_RECORDED INFORMATION_.
########################################

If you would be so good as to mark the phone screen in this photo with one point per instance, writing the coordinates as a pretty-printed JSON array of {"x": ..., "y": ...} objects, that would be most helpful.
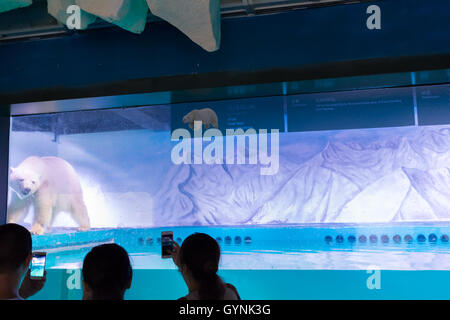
[
  {"x": 38, "y": 265},
  {"x": 166, "y": 244}
]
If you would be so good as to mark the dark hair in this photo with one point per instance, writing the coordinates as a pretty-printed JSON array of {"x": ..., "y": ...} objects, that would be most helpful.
[
  {"x": 15, "y": 246},
  {"x": 201, "y": 254},
  {"x": 107, "y": 271}
]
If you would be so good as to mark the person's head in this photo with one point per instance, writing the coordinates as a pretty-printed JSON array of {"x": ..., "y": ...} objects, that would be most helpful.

########################################

Scale the items above: write out every line again, the wording of each item included, with each x and y coordinate in the answers multiplied by 2.05 and rounded to a whole number, halves going up. Leave the pictures out.

_SOLUTION TO THE PROBLEM_.
If you would be so good as to mark the phone screen in this photo with one point per instance, writing the coordinates as a pretty-printed JSON array of {"x": ..., "y": ...} objects, that would be most helpful.
[
  {"x": 78, "y": 543},
  {"x": 340, "y": 500}
]
If you would be so good as to mark the dark hair in this photo with one point per instance, writing the coordinates as a pretty-printed JSON array of {"x": ..., "y": ...} objects, that would be most helpful.
[
  {"x": 31, "y": 504},
  {"x": 412, "y": 521},
  {"x": 219, "y": 556}
]
If you would be so good as to mark the person's head in this photo with one point per instance, writing the coordinates as a pretty-printed JSON array of {"x": ..., "y": ...} objects, that would be most helpful.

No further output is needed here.